**Goal of the exercise**:
Repeat exactly the lines from the line containing "Formation-chart tagging: label the stone church" through the last line of the records below, inclusive, and nothing else.

[Pointing records]
>> Begin

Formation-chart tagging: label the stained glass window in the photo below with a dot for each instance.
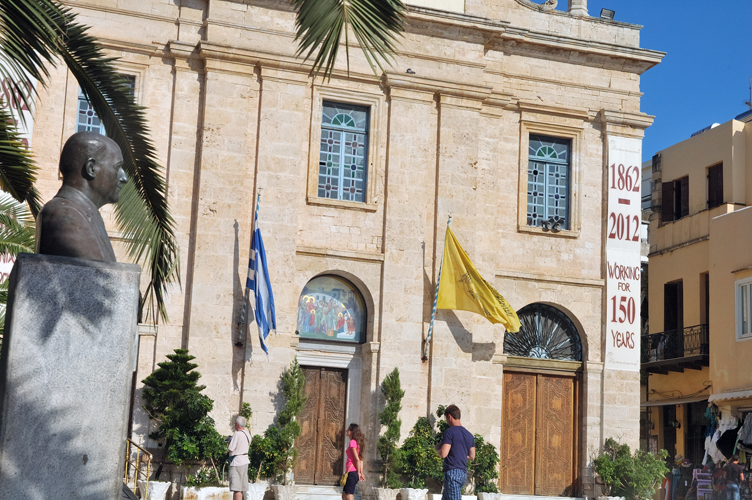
(548, 182)
(546, 333)
(87, 120)
(344, 152)
(330, 308)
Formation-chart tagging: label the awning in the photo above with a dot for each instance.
(728, 396)
(676, 401)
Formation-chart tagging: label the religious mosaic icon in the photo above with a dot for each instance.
(330, 308)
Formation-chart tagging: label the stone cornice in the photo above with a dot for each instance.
(455, 19)
(640, 121)
(340, 254)
(647, 58)
(430, 85)
(561, 280)
(538, 7)
(534, 107)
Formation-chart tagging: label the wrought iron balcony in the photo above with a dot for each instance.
(676, 350)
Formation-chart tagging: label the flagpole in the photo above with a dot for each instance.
(241, 322)
(435, 300)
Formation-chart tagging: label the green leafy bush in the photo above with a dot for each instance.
(631, 475)
(173, 399)
(483, 472)
(420, 461)
(205, 476)
(273, 455)
(390, 454)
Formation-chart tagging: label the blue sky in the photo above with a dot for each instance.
(704, 77)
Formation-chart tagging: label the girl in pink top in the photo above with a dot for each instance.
(354, 466)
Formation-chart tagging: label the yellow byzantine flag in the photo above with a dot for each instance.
(462, 287)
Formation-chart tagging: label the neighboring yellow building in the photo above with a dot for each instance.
(699, 287)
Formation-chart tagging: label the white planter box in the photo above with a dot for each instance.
(257, 490)
(284, 492)
(205, 493)
(413, 494)
(437, 496)
(385, 493)
(157, 489)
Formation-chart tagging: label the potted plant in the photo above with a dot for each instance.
(420, 462)
(389, 453)
(273, 455)
(633, 476)
(483, 472)
(185, 431)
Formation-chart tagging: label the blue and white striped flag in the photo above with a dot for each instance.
(259, 285)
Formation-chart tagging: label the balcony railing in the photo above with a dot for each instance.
(675, 350)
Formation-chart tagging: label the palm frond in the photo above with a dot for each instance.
(38, 31)
(17, 169)
(320, 25)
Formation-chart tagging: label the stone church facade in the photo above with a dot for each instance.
(496, 112)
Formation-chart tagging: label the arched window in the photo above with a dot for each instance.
(331, 308)
(546, 333)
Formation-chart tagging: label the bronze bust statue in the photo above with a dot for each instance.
(70, 224)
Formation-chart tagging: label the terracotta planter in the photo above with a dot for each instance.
(157, 489)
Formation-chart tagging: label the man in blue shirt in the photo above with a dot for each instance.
(457, 447)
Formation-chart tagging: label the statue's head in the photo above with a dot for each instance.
(93, 164)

>> End

**Finished answer**:
Formation-chart tagging: label the stone church facade in the photo above with a dot for each instance.
(496, 112)
Formation-chart tagging: label the arched window in the photo above with a dot for each instance.
(331, 308)
(546, 333)
Formation-chart tagging: label the bronze bust statue in the photo above with a dot for each instance.
(70, 224)
Formation-chart tagging: label the terracotta planter in the photo above with a dot for each instance.
(157, 489)
Formation-chart tagging: label the man in blue shirt in the photo above with a dot for each instance.
(457, 447)
Formation-chart tagging: label the statue's head in the photo above with a dot for each instance.
(93, 164)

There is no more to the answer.